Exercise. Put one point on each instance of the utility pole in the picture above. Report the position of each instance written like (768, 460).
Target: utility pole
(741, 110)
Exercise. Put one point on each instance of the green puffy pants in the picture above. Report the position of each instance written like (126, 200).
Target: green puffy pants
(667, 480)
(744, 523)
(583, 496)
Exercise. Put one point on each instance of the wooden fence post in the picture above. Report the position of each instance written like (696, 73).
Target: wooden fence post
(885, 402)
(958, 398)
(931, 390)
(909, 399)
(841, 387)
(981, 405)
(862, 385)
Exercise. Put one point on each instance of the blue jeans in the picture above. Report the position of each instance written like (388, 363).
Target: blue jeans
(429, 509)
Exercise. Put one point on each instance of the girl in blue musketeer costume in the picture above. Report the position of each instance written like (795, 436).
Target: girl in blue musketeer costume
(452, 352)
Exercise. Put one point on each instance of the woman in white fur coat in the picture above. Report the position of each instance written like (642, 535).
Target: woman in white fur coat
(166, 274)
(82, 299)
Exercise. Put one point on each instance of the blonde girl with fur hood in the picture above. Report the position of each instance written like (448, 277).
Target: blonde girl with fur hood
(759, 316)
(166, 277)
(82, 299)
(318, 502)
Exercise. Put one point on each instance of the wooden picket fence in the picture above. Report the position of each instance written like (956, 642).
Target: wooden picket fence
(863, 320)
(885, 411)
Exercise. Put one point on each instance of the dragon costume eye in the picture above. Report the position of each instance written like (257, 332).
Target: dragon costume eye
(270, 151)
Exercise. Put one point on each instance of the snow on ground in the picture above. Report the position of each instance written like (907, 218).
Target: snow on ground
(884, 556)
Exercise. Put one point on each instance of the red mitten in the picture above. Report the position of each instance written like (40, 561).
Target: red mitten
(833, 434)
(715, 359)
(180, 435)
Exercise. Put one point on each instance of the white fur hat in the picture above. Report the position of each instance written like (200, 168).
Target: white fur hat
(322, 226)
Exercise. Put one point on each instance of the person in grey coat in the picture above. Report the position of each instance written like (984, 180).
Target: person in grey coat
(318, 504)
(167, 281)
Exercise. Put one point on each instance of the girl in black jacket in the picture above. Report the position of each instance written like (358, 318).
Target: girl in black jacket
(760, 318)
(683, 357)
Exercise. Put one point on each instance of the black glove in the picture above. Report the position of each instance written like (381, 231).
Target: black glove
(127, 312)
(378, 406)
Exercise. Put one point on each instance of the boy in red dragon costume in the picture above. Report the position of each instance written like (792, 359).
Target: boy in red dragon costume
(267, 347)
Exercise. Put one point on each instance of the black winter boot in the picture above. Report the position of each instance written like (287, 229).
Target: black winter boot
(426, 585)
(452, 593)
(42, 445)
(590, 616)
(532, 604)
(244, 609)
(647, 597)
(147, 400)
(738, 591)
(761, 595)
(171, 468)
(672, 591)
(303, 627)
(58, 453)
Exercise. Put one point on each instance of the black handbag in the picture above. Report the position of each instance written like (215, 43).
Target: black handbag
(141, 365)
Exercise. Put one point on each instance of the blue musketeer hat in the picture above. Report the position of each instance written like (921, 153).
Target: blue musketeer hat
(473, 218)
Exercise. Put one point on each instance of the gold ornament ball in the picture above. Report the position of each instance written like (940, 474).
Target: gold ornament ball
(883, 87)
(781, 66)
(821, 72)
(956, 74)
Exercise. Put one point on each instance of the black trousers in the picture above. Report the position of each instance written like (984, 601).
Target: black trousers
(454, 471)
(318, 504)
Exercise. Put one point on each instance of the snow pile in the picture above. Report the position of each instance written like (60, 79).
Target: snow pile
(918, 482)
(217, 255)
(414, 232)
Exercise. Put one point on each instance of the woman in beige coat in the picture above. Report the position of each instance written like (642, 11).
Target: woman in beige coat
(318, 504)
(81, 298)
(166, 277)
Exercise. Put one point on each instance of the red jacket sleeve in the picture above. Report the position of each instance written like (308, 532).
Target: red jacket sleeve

☆ ☆ ☆ ☆ ☆

→ **What you will do**
Write out the listing once more, matching it exactly.

→ **Result**
Exercise. Put one point on each instance of the utility pole in the picture above. Report the position of each instance written like (768, 460).
Target: utility pole
(741, 110)
Exercise. Put one point on each instance of the green puffy pants in the picture above. Report the position of each instance written like (126, 200).
Target: green puffy pants
(667, 480)
(744, 523)
(583, 496)
Exercise. Put one point on each instance of the wooden fence post in the picture above. Report the position of each instance written like (696, 73).
Target: wooden fence post
(885, 402)
(958, 398)
(931, 390)
(909, 399)
(841, 387)
(981, 405)
(862, 385)
Exercise. Put one point on each instance of the blue jeans in the picture above. Report the position of each instance written like (388, 363).
Target: blue jeans
(429, 509)
Exercise. Put one point on each instance of the girl in blue musketeer costume in the picture above. Report the position of each instance written like (795, 436).
Target: girl in blue musketeer costume
(452, 352)
Exercise. Put one point on each instance of the woman in white fur coat in the picture above. Report the position of each instance written like (642, 535).
Target: woman in white fur coat
(166, 274)
(82, 299)
Exercise. Put one point on each instance of the blonde girl with fur hood in the picture above. Report the position of each instance written like (448, 277).
Target: blonde girl with fur hood
(759, 316)
(166, 277)
(82, 299)
(318, 502)
Exercise. Put one point on each instance of the wooden picket fence in the picture above. Report the position of each instance written like (956, 642).
Target: wooden picket fence
(863, 320)
(885, 411)
Exercise. Put one point on each instance of the dragon costume eye in the picture above. Report the position of each instance written like (257, 332).
Target: dragon costume eye
(270, 151)
Exercise. Put one point on each instance of the snow on ground in the picture above. Report the position of each instance written like (907, 218).
Target: snow on ground
(884, 556)
Exercise. Put one point on each instance of the red mitten in the picture above. Report the position of each instance written like (40, 561).
Target: red mitten
(833, 434)
(715, 359)
(180, 435)
Exercise. Put one point on each instance of the white fur hat in the picture above. Report the position of each instance written like (200, 168).
Target: white fur hat
(322, 226)
Exercise. Put one point on each instance of the person in grey coat in the picture above. Report the position of each instance written like (984, 180).
Target: person in grey coat
(318, 504)
(167, 281)
Exercise. Put one point on each instance of the girl in black jacket in the picture above. Report the position of each instance written like (358, 318).
Target: girl in black jacket
(760, 318)
(683, 357)
Exercise. Put one point on each instance of the black glove in the picture above. Report the position of each instance written like (381, 231).
Target: black glove
(127, 312)
(378, 406)
Exercise. Put one point on each instance of the boy in red dragon costume in the picture above. Report the position of each instance written like (792, 359).
Target: boy in red dragon costume
(267, 347)
Exercise. Put one point on each instance of the black winter boot in the picture above. Report the position of each instance written like (287, 229).
Target: black winter boot
(426, 585)
(452, 593)
(42, 445)
(590, 616)
(532, 604)
(244, 609)
(647, 597)
(147, 400)
(738, 591)
(761, 595)
(171, 468)
(672, 591)
(303, 627)
(58, 453)
Exercise. Put one point on each instance of the black handbag in the picture above. Report the position of each instance written like (215, 43).
Target: black handbag
(141, 365)
Exercise. Put one point on each instance of the blue musketeer hat in the picture above. Report the position of each instance written like (921, 153).
Target: blue musketeer hat
(473, 218)
Exercise. Put one point on each instance of the gold ornament ball in the picture above. Report the position of each instance written like (940, 474).
Target: gold ornament ball
(883, 87)
(781, 66)
(821, 72)
(956, 74)
Exercise. Put one point on each instance of the black trousers in the picture above. Report the position of each instance written like (984, 601).
Target: black trousers
(454, 471)
(318, 504)
Exercise. Put one point on each instance of the snow pile in the picture above. Report the position of each instance written like (60, 79).
Target: snow pile
(918, 482)
(217, 255)
(414, 232)
Exercise. Put one point on each instance of the woman in beige coat in the picture above. Report the position of each instance written like (642, 11).
Target: woman in beige coat
(318, 504)
(81, 298)
(166, 277)
Exercise. Put one point on each instance of the red jacket sleeve in the picture above. Report the position of each instance written like (308, 532).
Target: red jacket sleeve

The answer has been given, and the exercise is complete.